Recorded data:
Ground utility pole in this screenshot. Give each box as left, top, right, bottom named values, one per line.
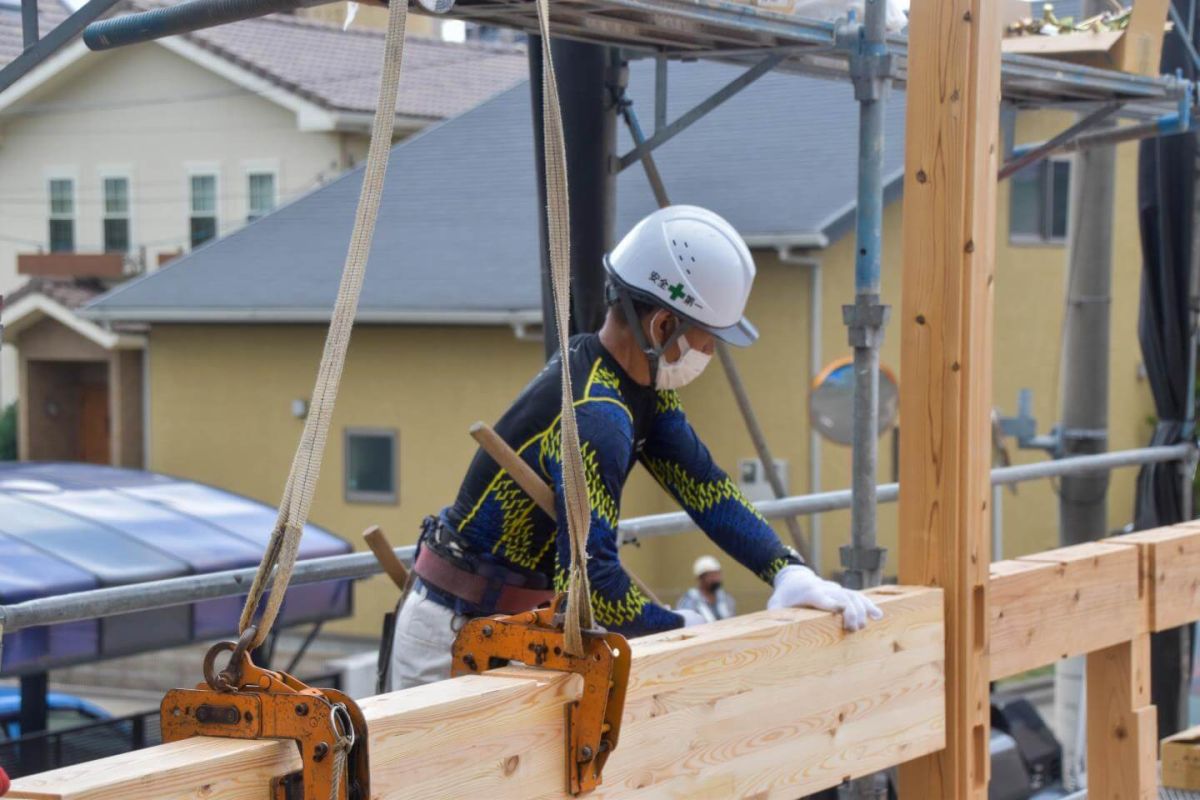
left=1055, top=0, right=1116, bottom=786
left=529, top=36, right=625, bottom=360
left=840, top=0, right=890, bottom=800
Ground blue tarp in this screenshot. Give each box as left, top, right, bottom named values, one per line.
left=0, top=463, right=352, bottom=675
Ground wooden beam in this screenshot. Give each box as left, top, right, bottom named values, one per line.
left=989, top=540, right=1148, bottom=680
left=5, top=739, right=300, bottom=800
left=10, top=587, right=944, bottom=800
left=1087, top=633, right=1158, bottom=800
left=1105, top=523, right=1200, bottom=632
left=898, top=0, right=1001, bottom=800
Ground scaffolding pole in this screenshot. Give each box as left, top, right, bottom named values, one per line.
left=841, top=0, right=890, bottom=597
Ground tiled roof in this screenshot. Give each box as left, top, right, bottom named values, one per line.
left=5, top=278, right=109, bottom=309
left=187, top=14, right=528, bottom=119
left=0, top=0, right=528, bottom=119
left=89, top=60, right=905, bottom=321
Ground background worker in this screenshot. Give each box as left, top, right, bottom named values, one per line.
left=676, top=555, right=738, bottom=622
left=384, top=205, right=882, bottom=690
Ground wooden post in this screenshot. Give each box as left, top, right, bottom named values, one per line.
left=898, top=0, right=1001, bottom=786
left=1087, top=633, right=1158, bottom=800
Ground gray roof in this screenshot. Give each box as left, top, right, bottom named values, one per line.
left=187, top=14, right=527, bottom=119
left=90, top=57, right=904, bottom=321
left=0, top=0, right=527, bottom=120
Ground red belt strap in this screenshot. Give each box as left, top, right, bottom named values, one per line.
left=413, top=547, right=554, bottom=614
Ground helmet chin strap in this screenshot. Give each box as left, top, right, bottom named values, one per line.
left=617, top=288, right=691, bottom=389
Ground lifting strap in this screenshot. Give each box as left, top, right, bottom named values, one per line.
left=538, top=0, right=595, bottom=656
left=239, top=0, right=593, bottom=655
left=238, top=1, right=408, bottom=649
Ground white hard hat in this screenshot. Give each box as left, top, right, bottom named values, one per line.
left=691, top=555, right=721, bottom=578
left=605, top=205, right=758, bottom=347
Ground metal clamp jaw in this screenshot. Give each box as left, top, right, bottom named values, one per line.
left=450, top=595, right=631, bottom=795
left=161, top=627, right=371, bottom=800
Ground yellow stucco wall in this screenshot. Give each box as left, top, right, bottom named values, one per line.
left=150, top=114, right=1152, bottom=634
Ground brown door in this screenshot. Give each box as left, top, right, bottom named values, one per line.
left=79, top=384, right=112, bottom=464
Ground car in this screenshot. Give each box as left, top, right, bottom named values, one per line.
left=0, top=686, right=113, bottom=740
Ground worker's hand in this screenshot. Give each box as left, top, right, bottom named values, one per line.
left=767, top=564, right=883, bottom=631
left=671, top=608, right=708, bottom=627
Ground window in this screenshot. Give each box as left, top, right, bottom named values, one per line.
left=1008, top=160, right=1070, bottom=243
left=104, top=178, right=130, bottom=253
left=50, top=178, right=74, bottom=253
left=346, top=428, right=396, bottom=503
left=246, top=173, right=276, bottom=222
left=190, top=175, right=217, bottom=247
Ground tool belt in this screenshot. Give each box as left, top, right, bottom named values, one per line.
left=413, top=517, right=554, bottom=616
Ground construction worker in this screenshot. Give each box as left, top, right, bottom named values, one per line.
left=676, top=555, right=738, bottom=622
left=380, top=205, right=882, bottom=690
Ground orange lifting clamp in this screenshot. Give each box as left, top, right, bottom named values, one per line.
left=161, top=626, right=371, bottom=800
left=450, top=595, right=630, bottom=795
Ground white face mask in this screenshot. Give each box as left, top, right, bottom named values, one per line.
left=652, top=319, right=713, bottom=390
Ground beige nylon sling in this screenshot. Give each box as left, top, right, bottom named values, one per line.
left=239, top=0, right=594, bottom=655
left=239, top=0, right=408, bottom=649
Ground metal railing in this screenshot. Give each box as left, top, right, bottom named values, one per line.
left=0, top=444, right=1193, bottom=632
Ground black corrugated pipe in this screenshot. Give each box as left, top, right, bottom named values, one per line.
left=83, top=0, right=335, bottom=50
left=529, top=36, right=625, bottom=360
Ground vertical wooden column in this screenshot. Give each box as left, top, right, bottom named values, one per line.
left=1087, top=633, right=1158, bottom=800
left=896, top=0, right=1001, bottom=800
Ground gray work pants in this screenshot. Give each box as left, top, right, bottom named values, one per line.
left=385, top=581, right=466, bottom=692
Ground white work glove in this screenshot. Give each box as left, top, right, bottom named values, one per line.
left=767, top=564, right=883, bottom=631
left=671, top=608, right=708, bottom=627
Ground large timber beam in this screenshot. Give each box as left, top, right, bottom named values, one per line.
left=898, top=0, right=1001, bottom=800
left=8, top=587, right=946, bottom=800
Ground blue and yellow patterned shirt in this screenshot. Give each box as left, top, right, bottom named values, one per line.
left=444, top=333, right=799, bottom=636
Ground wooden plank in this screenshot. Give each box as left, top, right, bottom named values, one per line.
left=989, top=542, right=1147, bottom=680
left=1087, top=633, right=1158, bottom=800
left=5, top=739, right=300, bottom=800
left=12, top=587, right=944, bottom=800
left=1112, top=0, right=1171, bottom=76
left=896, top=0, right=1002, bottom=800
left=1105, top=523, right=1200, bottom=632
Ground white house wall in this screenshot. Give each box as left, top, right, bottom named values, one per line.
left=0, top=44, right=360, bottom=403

**To do:** Reproduce all of the records above word for word, leaving out the pictures.

**Final answer:**
Ground utility pole in this screenshot. Give each box as left, top, right, bottom named values, one per line.
left=1055, top=0, right=1116, bottom=786
left=529, top=36, right=625, bottom=360
left=840, top=0, right=890, bottom=800
Ground blue tarp in this screenshot. Give each box as left, top, right, bottom named values, one per line.
left=0, top=463, right=352, bottom=675
Ground wooden beam in this screenshot. Give each box as left, top, right, bottom named values, one per line.
left=989, top=540, right=1148, bottom=680
left=5, top=739, right=300, bottom=800
left=10, top=587, right=944, bottom=800
left=1087, top=633, right=1158, bottom=800
left=1105, top=523, right=1200, bottom=632
left=898, top=0, right=1001, bottom=800
Ground scaffolding pole in this screenshot. Give each box as left, top, right, bottom named values, one per line.
left=841, top=0, right=890, bottom=597
Ground tiled roof in this screenshot. Give each box as left, top, right, bottom named values, one per line.
left=5, top=278, right=109, bottom=309
left=187, top=14, right=528, bottom=119
left=0, top=0, right=528, bottom=119
left=89, top=60, right=905, bottom=321
Ground background worker in this screenshot. Give each box as left, top, right, bottom named values, one per line.
left=676, top=555, right=738, bottom=622
left=384, top=205, right=882, bottom=690
Ground wooden post in this screenshot. Give each box as left, top, right, bottom named values, one per line.
left=898, top=0, right=1001, bottom=786
left=1087, top=633, right=1158, bottom=800
Ground gray roof in this screenshot. Give each box as left, top, right, bottom named values, one per line.
left=187, top=14, right=527, bottom=119
left=90, top=57, right=904, bottom=321
left=0, top=0, right=527, bottom=120
Ground red belt strap in this screenshot. Give each box as left, top, right, bottom named values, one per line.
left=413, top=547, right=554, bottom=614
Ground helmet chin strap in this screenshot. Give each box as left, top, right, bottom named values, one per line.
left=617, top=288, right=691, bottom=389
Ground lifting strap in this screenshot. Give each box as left, top, right, bottom named values, one per line.
left=538, top=0, right=595, bottom=656
left=239, top=0, right=593, bottom=655
left=238, top=1, right=408, bottom=649
Ground white hard hat in this screenshot. Give each box as left, top, right, bottom named values, one per line.
left=691, top=555, right=721, bottom=578
left=605, top=205, right=758, bottom=347
Ground metal clamp jaw in this screenshot. Give each box as left, top, right, bottom named values, one per line.
left=450, top=595, right=631, bottom=795
left=161, top=627, right=371, bottom=800
Ground yellow stucco wall in this screenshot. Give each box as left, top, right, bottom named values, one per line.
left=150, top=114, right=1152, bottom=634
Ground brown door in this screenshot. Give each box as left, top, right, bottom named values, one per line.
left=79, top=384, right=112, bottom=464
Ground car in this screenshot. Give each box as left, top, right, bottom named values, one per line.
left=0, top=686, right=113, bottom=740
Ground worker's hand in this screenshot. Give each box as left, top, right, bottom named values, one per line.
left=767, top=564, right=883, bottom=631
left=671, top=608, right=708, bottom=627
Ground window in this screenshot. Give each box as left, top, right, bottom named values, one per line.
left=1008, top=160, right=1070, bottom=243
left=104, top=178, right=130, bottom=253
left=50, top=178, right=74, bottom=253
left=346, top=428, right=396, bottom=503
left=246, top=173, right=276, bottom=222
left=190, top=175, right=217, bottom=247
Ground tool belt in this screenshot. Give each box as left, top, right, bottom named values, one per line.
left=413, top=517, right=554, bottom=616
Ground construction worker in this screenshot. Give each box as left, top, right, bottom named values, one per line.
left=676, top=555, right=738, bottom=622
left=380, top=205, right=882, bottom=690
Ground orange lifting clamp in this screenshot. Give each box as left, top, right, bottom named values, one per line.
left=161, top=626, right=371, bottom=800
left=450, top=595, right=630, bottom=795
Ground white face mask in this screenshot. Give each box as left, top, right, bottom named values, one per line.
left=652, top=319, right=713, bottom=390
Ground beige nylon sling in this screenshot. Give each box as left, top, right, bottom named values, one per line.
left=239, top=0, right=594, bottom=655
left=239, top=0, right=408, bottom=649
Ground metal railing in this screenshot. Give each box as left, top, right, bottom named values, one per line.
left=0, top=444, right=1193, bottom=632
Ground black corrugated pipe in this screenshot. Give each box as left, top, right, bottom named values, one per line.
left=83, top=0, right=335, bottom=50
left=529, top=36, right=625, bottom=360
Ground vertical wooden column in this screenshot. Give each box as left, top, right, bottom named values, one per line.
left=1087, top=633, right=1158, bottom=800
left=896, top=0, right=1001, bottom=800
Ground gray work pants in this screenshot. Give each box as left, top, right, bottom named values, one per line.
left=385, top=581, right=466, bottom=692
Ground white work glove in this screenshot. Give each box as left, top, right, bottom named values, one per line.
left=767, top=564, right=883, bottom=631
left=671, top=608, right=708, bottom=627
Ground large timber beam in this screenshot. Give each box as left, top, right, bottom named values, one per line.
left=898, top=0, right=1001, bottom=800
left=8, top=587, right=946, bottom=800
Ground blue and yellow patterned shirt in this screenshot. Give each box as left, top, right, bottom named values, one per line.
left=444, top=333, right=799, bottom=636
Ground wooden plank in this screenshot. Give each box as left, top, right, bottom named values, one per line.
left=989, top=542, right=1147, bottom=680
left=1087, top=633, right=1158, bottom=800
left=5, top=739, right=300, bottom=800
left=12, top=587, right=944, bottom=800
left=1112, top=0, right=1171, bottom=76
left=896, top=0, right=1002, bottom=800
left=1105, top=523, right=1200, bottom=632
Ground white house wall in this screenshot. Give each box as left, top, right, bottom named values, one per line.
left=0, top=44, right=360, bottom=403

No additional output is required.